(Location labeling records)
**********

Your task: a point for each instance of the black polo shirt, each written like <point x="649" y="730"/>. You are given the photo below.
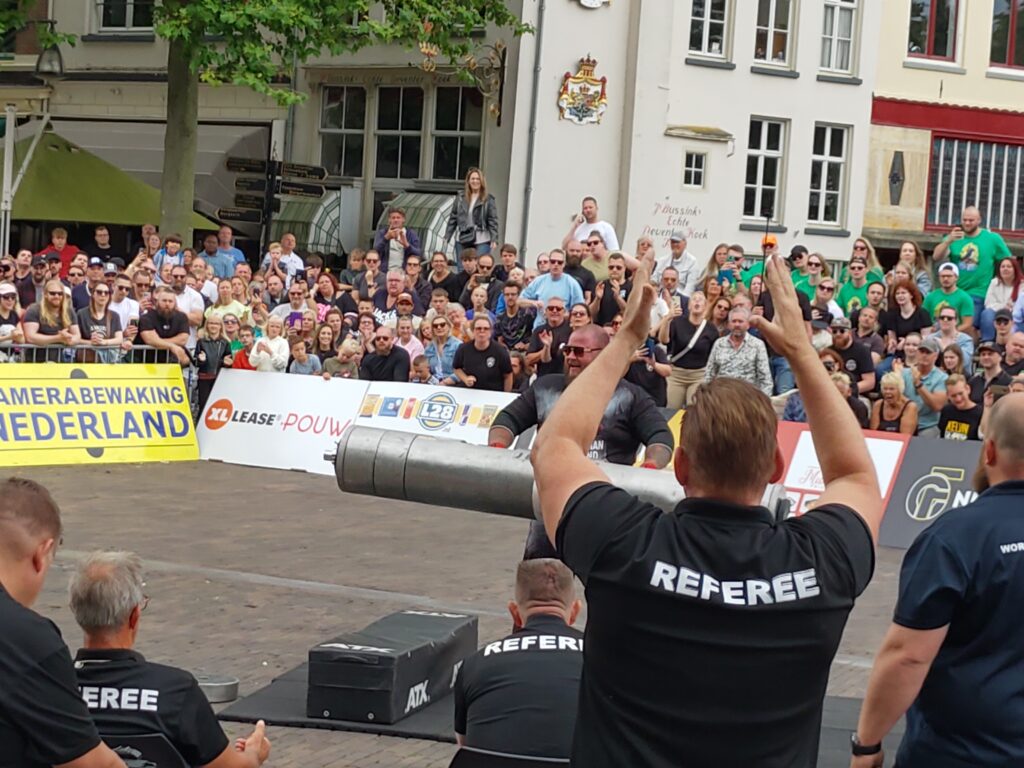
<point x="710" y="629"/>
<point x="128" y="695"/>
<point x="966" y="570"/>
<point x="42" y="719"/>
<point x="518" y="694"/>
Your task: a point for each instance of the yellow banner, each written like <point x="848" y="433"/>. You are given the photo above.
<point x="93" y="414"/>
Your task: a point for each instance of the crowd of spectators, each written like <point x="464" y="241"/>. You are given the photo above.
<point x="492" y="322"/>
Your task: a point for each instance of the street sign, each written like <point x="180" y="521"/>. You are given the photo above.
<point x="250" y="183"/>
<point x="241" y="214"/>
<point x="313" y="172"/>
<point x="300" y="189"/>
<point x="247" y="165"/>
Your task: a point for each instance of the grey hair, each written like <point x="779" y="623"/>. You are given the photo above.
<point x="104" y="589"/>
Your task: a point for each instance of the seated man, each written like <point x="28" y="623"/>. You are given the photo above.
<point x="518" y="695"/>
<point x="128" y="695"/>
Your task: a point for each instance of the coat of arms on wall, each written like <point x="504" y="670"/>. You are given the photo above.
<point x="583" y="97"/>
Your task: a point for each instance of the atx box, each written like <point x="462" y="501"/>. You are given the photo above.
<point x="391" y="669"/>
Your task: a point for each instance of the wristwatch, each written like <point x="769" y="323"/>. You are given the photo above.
<point x="859" y="751"/>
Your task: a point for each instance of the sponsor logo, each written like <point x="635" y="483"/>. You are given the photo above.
<point x="932" y="495"/>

**********

Transcribe word for word the lines from the one holding "Your task: a point for each instance of the grey" to the last line of the listing above, inclusive.

Your task: a point for each instance of the grey hair, each written like <point x="779" y="623"/>. You are given the photo above.
<point x="104" y="589"/>
Your task: a point for each instance of the seated man, each written like <point x="28" y="623"/>. You are given the photo above.
<point x="518" y="695"/>
<point x="128" y="695"/>
Your task: a point for each instance of the coat of arms on wall, each written like <point x="504" y="670"/>. You are given the photo above.
<point x="583" y="97"/>
Your task: a point for each instance of the atx box, each written like <point x="462" y="501"/>. You are given the photo above.
<point x="391" y="669"/>
Your task: a point for each instance of the wristwatch, each written like <point x="769" y="323"/>. You are given the photo above.
<point x="859" y="751"/>
Your task: a point for each instance of the sponsor logo, each written like <point x="635" y="483"/>. You are given the photo above.
<point x="932" y="495"/>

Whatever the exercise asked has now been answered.